━━━ Extracted information

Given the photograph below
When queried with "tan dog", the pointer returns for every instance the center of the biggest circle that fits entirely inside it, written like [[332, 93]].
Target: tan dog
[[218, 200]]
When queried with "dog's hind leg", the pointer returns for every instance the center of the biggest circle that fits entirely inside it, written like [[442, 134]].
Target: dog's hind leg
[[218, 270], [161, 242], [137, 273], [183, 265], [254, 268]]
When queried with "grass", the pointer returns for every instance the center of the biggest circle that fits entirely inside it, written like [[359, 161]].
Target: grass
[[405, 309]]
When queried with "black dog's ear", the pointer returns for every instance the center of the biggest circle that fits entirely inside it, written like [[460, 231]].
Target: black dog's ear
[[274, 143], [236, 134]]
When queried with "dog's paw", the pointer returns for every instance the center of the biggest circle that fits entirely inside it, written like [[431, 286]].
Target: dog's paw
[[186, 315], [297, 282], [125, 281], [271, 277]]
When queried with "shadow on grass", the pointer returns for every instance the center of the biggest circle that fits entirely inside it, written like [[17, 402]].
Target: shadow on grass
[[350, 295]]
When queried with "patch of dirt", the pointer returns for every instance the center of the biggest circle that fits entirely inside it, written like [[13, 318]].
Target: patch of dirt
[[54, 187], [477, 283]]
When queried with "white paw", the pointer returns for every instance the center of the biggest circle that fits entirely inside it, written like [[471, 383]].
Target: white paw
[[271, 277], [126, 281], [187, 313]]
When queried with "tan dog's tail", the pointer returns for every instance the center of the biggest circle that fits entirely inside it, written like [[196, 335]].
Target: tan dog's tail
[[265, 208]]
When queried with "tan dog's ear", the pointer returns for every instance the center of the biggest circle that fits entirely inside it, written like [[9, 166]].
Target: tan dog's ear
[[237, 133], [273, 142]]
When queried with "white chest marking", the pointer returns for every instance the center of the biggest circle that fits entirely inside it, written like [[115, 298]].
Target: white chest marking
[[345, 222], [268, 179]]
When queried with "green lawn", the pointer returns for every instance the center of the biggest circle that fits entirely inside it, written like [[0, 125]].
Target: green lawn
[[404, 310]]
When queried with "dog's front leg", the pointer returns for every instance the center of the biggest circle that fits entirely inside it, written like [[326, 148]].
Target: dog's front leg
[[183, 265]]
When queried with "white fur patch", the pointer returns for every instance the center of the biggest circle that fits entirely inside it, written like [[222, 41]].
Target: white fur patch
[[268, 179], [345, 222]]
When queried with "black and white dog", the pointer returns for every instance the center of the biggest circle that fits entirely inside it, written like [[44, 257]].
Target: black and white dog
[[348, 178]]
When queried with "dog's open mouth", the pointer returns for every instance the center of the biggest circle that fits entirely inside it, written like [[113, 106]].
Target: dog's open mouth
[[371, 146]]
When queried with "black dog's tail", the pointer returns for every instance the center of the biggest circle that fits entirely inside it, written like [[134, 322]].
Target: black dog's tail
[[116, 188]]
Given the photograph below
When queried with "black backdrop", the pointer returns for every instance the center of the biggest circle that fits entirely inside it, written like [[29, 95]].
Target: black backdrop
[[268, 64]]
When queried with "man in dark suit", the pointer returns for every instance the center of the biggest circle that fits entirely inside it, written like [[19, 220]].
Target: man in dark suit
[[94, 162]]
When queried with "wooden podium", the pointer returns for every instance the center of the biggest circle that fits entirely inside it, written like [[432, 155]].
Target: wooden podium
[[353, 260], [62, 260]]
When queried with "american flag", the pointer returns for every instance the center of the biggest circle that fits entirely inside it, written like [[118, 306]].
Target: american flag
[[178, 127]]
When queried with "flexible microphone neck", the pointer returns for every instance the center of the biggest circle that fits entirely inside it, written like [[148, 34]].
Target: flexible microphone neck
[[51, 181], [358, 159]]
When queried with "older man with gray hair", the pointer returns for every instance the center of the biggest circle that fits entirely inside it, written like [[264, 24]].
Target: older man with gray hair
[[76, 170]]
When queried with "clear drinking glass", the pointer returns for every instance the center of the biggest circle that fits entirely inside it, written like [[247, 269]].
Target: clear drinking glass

━━━━━━

[Your objective]:
Put the lines above into a numbered list, leaving out any blank lines.

[Task output]:
1. Given the photograph below
2. When queried with "tan dog", the pointer returns for every instance the center of the biggest circle that fits entirely inside it, written like [[332, 93]].
3. Target: tan dog
4. [[218, 200]]
5. When queried with "dog's hind leg", the pointer returns for every instance the center of the biggest circle that fits entirely inside it, written like [[442, 134]].
6. Target: dog's hind leg
7. [[218, 270], [161, 242], [137, 273], [183, 265], [254, 268]]
8. When queried with "grass", the pointer returns for every instance the center of the biggest circle that fits entirely inside it, written like [[359, 161]].
9. Target: grass
10. [[405, 309]]
11. When queried with "black dog's ear", the pointer returns for every instance the center of the biggest circle that fits entirely inside it, written like [[460, 231]].
12. Target: black dog's ear
13. [[274, 143], [236, 134]]
14. When queried with "dog's paw", the pointer returns for every instance the center of the biggest circle that fits entirely inside it, written like [[431, 286]].
15. Target: dog's paw
16. [[186, 315], [297, 282], [125, 281], [271, 277]]
17. When queried with "shadow on grass", the pointer returns for every instance the center of the biggest circle that fits entirely inside it, written like [[17, 402]].
18. Target: shadow on grass
19. [[350, 295]]
20. When queried with "patch of dirt", the pointer returns for every instance the center of the biggest circle that fits entirely inside it, written like [[13, 318]].
21. Target: patch of dirt
22. [[54, 187], [477, 283]]
23. When queried with "white paw", the pointer returns for every instance the center of the biggest circle that fits entirely inside it, written like [[471, 383]].
24. Target: white paw
25. [[271, 277], [126, 281], [187, 313]]
26. When queried with "tan dog's tail", the pointer returns for every instance the center of the biggest circle that fits entirely inside it, written like [[196, 335]].
27. Target: tan dog's tail
28. [[265, 208]]
29. When queried with "tan dog's ear", the pointer returns for every instance the center of the biggest circle that fits entirely inside it, written like [[9, 166]].
30. Target: tan dog's ear
31. [[237, 133], [273, 142]]
32. When queried with "white chest marking", the pointer returns for every instance the center of the biggest circle that fits entirely inside it, written like [[115, 298]].
33. Target: white chest marking
34. [[345, 222], [268, 179]]
35. When queried with "green lawn", the pointer returns for every instance the center of the biggest circle that fits entirely inside it, written like [[0, 125]].
36. Target: green lawn
37. [[404, 310]]
38. When queried with "dog's front leg", the pointer returns for every instance the center of the biggest circle that fits entirely inside it, written like [[326, 148]].
39. Target: dog's front leg
40. [[183, 265]]
41. When queried with "white fur patch", the pointer returns for every instance the center of the biggest circle that fits entirely inside it, written like [[222, 41]].
42. Target: white fur patch
43. [[268, 179], [345, 222]]
44. When queried with "black and white dog", the pointer returns for every instance the center of the biggest circle that fits entirely inside it, written like [[44, 257]].
45. Target: black and white dog
46. [[348, 178]]
47. When queried with "dog's open mouth", the pointer returns for every instance the center of the biggest circle that fits entirely inside it, written like [[113, 106]].
48. Target: dog's open mouth
49. [[371, 146]]
50. When queried with "black dog's tail", the pointer returns for every instance the center of the biggest circle that fits entirely inside it, written like [[134, 322]].
51. Target: black dog's tail
52. [[116, 188]]
53. Given the photograph below
54. When queried with "black backdrop", the pointer returns for every instance the center of the biggest circle that fits entirely inside it, written like [[29, 95]].
55. Target: black backdrop
56. [[268, 64]]
57. When queried with "man in dark suit", the pointer returns for every instance the center of the biggest circle that fits entirely inside it, written like [[19, 220]].
58. Target: man in dark suit
59. [[94, 162]]
60. When queried with "wooden podium", the pointer returns for every instance the center of the biggest circle that fits entirely inside it, written like [[432, 155]].
61. Target: wooden podium
62. [[353, 260], [62, 260]]
63. When queried with "american flag", the pointer returns for every instance the center of the biggest circle that fits entirely inside it, written like [[118, 306]].
64. Target: american flag
65. [[178, 127]]
66. When queried with "flexible microphone neck", the pointer returns for every instance the center of the biggest circle that fits entirely inside it, written like [[148, 34]].
67. Target: flexible microphone neck
68. [[51, 181], [358, 159]]
69. When queried with "older man with gray hair", the pointer returns for every instance the center of the biggest circle that fits entirely inside it, written like [[264, 24]].
70. Target: older man with gray hair
71. [[76, 170]]
72. When queried with "clear drinking glass", the pointer returns for every instance the center of the biggest circle that fits entirely inside it, written like [[247, 269]].
73. Target: clear drinking glass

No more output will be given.